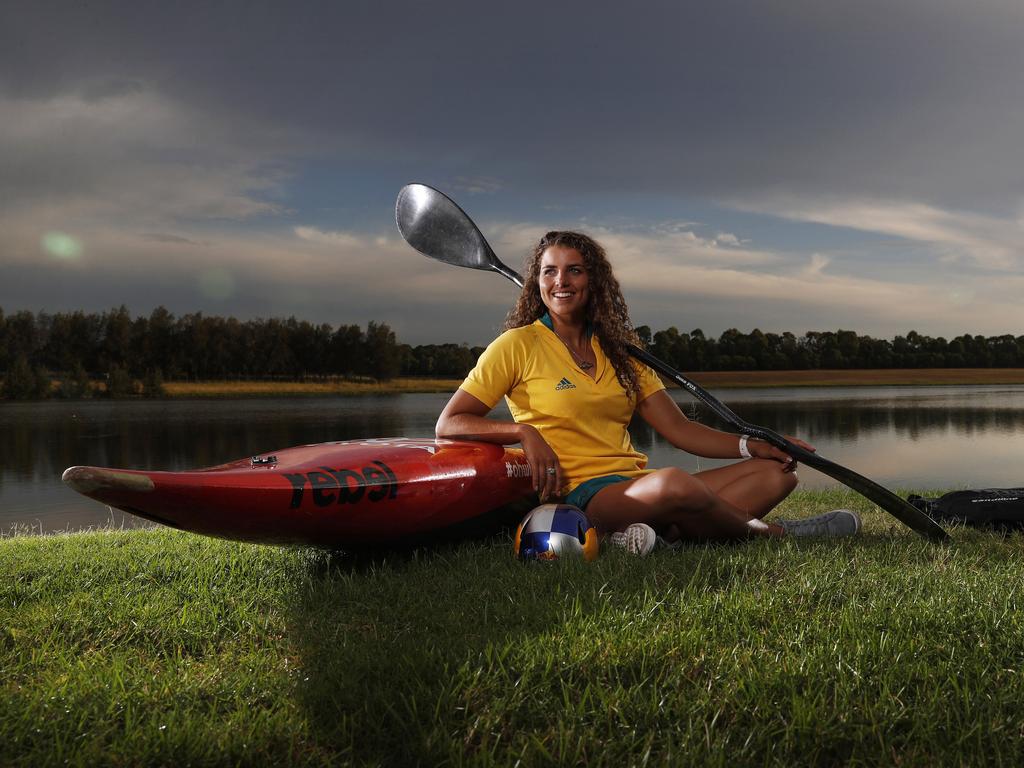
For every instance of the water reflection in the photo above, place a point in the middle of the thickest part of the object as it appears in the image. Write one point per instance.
(902, 437)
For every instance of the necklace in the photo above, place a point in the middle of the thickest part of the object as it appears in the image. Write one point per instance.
(584, 365)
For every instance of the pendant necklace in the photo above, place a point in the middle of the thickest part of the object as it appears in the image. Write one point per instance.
(584, 365)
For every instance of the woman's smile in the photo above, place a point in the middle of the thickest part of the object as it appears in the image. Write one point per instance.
(563, 280)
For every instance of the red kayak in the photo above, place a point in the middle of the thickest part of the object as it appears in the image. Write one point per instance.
(350, 494)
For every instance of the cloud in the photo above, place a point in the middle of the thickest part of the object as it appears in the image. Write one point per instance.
(987, 241)
(130, 154)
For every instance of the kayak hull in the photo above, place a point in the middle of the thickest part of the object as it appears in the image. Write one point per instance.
(336, 495)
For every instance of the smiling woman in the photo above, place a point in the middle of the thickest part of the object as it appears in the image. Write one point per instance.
(564, 367)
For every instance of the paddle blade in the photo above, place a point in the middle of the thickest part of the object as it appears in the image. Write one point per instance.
(435, 226)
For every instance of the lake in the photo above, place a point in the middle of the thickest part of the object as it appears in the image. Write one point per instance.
(902, 437)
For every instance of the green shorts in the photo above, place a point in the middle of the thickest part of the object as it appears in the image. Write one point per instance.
(582, 494)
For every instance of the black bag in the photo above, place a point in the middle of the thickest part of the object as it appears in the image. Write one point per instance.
(1001, 509)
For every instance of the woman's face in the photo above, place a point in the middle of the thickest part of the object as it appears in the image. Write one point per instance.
(564, 284)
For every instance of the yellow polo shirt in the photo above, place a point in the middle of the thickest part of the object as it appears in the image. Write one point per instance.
(584, 420)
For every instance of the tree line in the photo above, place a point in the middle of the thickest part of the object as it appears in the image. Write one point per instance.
(757, 350)
(134, 355)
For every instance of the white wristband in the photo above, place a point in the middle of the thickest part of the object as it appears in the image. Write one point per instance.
(744, 452)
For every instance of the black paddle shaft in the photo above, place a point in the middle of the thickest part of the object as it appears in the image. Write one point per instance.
(887, 500)
(436, 226)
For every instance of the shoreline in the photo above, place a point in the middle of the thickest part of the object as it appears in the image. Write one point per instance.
(708, 379)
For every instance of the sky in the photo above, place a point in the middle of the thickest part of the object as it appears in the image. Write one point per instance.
(782, 165)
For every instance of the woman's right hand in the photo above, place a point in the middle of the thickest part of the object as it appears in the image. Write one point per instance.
(547, 471)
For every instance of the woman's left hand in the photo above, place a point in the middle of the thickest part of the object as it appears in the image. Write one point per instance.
(761, 450)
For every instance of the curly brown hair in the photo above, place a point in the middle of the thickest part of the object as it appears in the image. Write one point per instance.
(606, 311)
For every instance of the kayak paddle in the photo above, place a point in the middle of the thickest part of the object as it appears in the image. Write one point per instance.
(433, 224)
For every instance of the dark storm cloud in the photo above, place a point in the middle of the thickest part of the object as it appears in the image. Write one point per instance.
(908, 98)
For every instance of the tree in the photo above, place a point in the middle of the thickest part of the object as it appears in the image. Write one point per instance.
(381, 351)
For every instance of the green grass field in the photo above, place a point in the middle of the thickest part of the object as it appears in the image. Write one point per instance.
(158, 647)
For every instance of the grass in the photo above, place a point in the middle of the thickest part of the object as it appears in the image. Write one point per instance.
(160, 647)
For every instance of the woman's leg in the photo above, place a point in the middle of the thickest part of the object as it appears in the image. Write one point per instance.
(756, 485)
(697, 507)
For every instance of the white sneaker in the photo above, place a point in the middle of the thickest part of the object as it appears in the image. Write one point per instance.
(638, 539)
(836, 523)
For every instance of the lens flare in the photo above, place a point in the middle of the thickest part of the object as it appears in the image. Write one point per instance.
(216, 284)
(61, 246)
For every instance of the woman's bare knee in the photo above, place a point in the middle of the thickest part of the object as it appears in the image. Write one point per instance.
(678, 491)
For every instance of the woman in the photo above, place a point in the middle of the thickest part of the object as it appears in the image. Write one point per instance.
(571, 387)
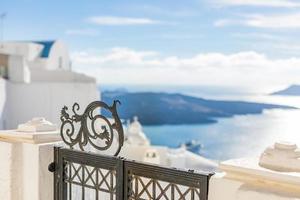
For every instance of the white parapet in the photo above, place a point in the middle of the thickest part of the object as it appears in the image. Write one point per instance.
(244, 179)
(25, 157)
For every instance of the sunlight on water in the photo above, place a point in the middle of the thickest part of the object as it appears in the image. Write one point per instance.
(240, 136)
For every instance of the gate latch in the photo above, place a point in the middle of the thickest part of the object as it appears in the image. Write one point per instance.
(52, 167)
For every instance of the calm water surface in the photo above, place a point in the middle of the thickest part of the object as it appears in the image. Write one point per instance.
(239, 136)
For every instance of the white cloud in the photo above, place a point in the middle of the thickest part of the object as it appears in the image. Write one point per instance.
(279, 21)
(112, 20)
(250, 70)
(263, 3)
(82, 32)
(259, 36)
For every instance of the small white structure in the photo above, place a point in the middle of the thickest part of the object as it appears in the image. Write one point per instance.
(245, 178)
(137, 147)
(25, 158)
(282, 156)
(36, 79)
(135, 134)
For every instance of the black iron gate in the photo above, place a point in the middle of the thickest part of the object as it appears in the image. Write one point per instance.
(89, 176)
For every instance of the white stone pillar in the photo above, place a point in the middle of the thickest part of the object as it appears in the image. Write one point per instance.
(24, 160)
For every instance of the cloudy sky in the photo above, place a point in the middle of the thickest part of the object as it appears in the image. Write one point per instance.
(253, 45)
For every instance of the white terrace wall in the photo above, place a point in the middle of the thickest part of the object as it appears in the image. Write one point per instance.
(46, 99)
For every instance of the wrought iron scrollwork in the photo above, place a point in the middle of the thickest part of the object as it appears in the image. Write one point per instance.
(98, 136)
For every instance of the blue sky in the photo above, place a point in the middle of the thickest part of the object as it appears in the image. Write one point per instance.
(183, 39)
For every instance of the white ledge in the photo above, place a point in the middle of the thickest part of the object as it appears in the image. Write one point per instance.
(249, 169)
(29, 137)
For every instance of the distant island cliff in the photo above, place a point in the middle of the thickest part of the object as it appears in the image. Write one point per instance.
(293, 90)
(163, 108)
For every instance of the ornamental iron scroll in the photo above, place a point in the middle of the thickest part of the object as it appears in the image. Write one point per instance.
(95, 129)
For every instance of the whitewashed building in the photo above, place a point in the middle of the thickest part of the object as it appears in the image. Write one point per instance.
(36, 79)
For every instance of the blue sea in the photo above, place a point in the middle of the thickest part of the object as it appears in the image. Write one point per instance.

**Set problem:** Reproduce the entries above exactly. Do not include the images.

**Reply to the task:**
For every instance of the water reflection in the photo above, place a point in the middle of the thickest part of the object as it appears in the image. Write one point per instance.
(902, 437)
For every instance of the necklace in the photo above, place a point in the middle of the thickest part of the object as it appears in the image. Write one point per instance.
(584, 365)
For every instance of the pendant necklace in the photo above, place a point in the middle of the thickest part of the object as it appears in the image. Write one point per instance.
(584, 365)
For every instance of the woman's smile in the photo above, place a point in the middle of the thickest part of the object as it appears in the image. Write one point per instance.
(563, 280)
For every instance of the red kayak in the photo above, place a point in the middle of the thickest part of the object as it appears in the image. Write one point per instance.
(350, 494)
For every instance of the cloud in the photo above, place a point in the middle of the thickest part of the object as it appears in the image. Write one point per instance.
(987, 241)
(130, 154)
For every instance of the kayak hull in the photo above, place a point in the middle of the thickest part of the object as it appears in the image. Write one point per instance.
(336, 495)
For every instance of the smiling woman in the photo above, place a point in the middle of the thickest part of the object as it appears in the image. Write one point per instance.
(564, 367)
For every instance of the paddle blade in the photo above, place a point in the middle of the thickest part of the object as it appears in the image. Write one point per instance.
(435, 226)
For every instance of the lake in the photo above, place a point in the middle of the thickest part of the object as it appears in the image. Write one point per instance.
(902, 437)
For every instance of the green shorts in the photo above, place a point in the middle of the thickest part of the object as it appears in the image. Write one point per instance.
(582, 494)
For every instance of the black bag in the photo above, place a point in the middle of the thickest part of the object as it appears in the image. Write one point per instance.
(1001, 509)
For every instance of the woman's face in the photo above, place a point in the middle of the thickest part of the object as it appears in the image. Write one point per instance.
(564, 284)
For every instance of the yellow polo shirt in the photo above, place a point in the middle of the thickest part of the object as it appears in the image. Write one point per instance.
(584, 420)
For every instance of the tree line in the photo above, place a point in the middle of the thickest part of the object as it appears in the image. Write one point per instance.
(757, 350)
(134, 355)
For every instance of the white wristband in the photo above, place a point in the middle of the thickest part of the object as it appears in the image. Write one point per instance.
(744, 452)
For every instance of the black paddle shaft in the photo above, place a point in the middle of the thickest part of the object as it appears in the image. Write one point per instance.
(887, 500)
(436, 226)
For every instance of the shoreline in the photo above, place a point in the middle of the thickest part of the object as it appears in the image. Write one point per instance.
(708, 379)
For every instance of the sky in the photo above, place a point in the middle of the thickest part of the object as it appears in the image. Write one point per instance.
(782, 165)
For every instance of the woman's right hand in the photo above, place a point in the middle of the thickest part of the object as it appears in the image. Write one point per instance.
(547, 471)
For every instance of the woman's left hand in the photo above, place a point in the middle of the thickest part of the object as it appears in the image. Write one point per instance.
(761, 450)
For every instance of the curly brown hair in the photo above, place a point in the middle of the thickest part of the object as it appears in the image. Write one point per instance.
(606, 311)
For every instance of the kayak paddle in the photo above, place a point in the middle of the thickest part of the object as it appears in the image. Write one point per instance.
(433, 224)
For every instance of the dark storm cloud in the photo above, place a point in the middle of the thickest part of the object as it appears in the image. Write one point per instance.
(908, 98)
For every instance of the tree in the photo above, place a point in the middle of the thickest part of the object as it appears in the image. Write one point per instance.
(381, 351)
For every instance of the green grass field in the photo above, place a point in the middle of the thickest part of the object as it appears in the image. Write one point per instance.
(158, 647)
For every instance of the grass in the photo above, place a point in the middle of the thickest part of the object as it appears in the image. Write one point per instance.
(160, 647)
For every instance of the woman's leg in the photo above, place a point in the middle of the thickest part of the object as it appears in the image. Write one point per instance.
(756, 485)
(697, 507)
For every instance of the white sneaker in the photo above, place a point in the middle of the thickest part of the object as it appears in the image. Write one point per instance.
(638, 539)
(836, 523)
For every instance of the lens flare in the photo above, place a point in the middle of the thickest part of the object as it appears in the image. Write one point per instance.
(216, 284)
(61, 246)
For every instance of the woman's bare knee in the photo above, place a point in the middle of the thickest part of the object as it appears in the image. Write one point per instance.
(678, 491)
For every instance of the woman in the photo above, place a point in the middle of the thickest part of the object as it appears in the image. Write one point per instance.
(571, 387)
For every instance of the white parapet in the photo above, place a point in the middle of the thickest part of the object as it appears in the image. Write one point per instance.
(244, 179)
(25, 157)
For every instance of the sunlight on water in the photo above, place a point in the middle of the thickest part of the object as it appears in the image. Write one point per instance.
(240, 136)
For every instance of the gate latch in the photo above, place a point in the middle of the thickest part of the object as it appears in the image. Write one point per instance.
(52, 167)
For every instance of the calm water surface in the photo above, place a point in the middle of the thickest part of the object as it appears in the image. Write one point per instance.
(239, 136)
For every instance of the white cloud in the photo above, place a point in the middle of the thickest part of the object as it appears in the image. Write one point per instance.
(279, 21)
(112, 20)
(250, 70)
(263, 3)
(82, 32)
(259, 36)
For every instance of the small white structure in the photo above, place a point in the middle of the thickest part of the object as it appears in the image. Write one point per instance.
(245, 178)
(137, 147)
(25, 158)
(282, 156)
(36, 79)
(135, 134)
For every instance of the black iron gate in the photo above, place a point in the middle of the thickest part of the object as it appears in the image. Write one point per instance.
(89, 176)
For every instance of the white stone pillar in the photo above, place a point in the middle of the thickest part of the object as it appears in the image. Write one point per instance.
(24, 160)
For every instance of the cloudy sky in the photo above, place a point in the middle of the thickest part of the object as it appears in the image. Write one point per instance.
(253, 45)
For every instance of the white terrace wall in the photo above, place a point in the middle of the thickest part of the object as it appears in the image. Write one point per instance.
(46, 99)
For every instance of the wrought iron scrollwork in the photo above, place a point in the middle of the thickest part of the object as it appears in the image. Write one point per instance.
(98, 136)
For every instance of the blue sky in the photo above, place a point in the middle of the thickest part of the object as it appears in the image. Write one point per instance.
(183, 39)
For every instance of the white ledge in the photo above, place a point in the middle of the thickest part of the object as it appears in the image. Write one point per instance.
(249, 169)
(29, 137)
For every instance of the distant island cliff in the photo above, place a point in the middle of the thickest part of the object as it appears in the image. Write one point per instance.
(293, 90)
(163, 108)
For every instance of the ornamental iron scroll in the photo above, place a point in the middle of the thickest part of the object as it appears in the image. Write one point per instance.
(95, 129)
For every instance of the whitewashed building in the photo above, place a point in the middle of the thickest part of the object as it appears in the image. Write one point per instance.
(36, 79)
For every instance of the blue sea in the photo above, place a point in the middle of the thickest part of the object as it appears in the image. Write one point per instance.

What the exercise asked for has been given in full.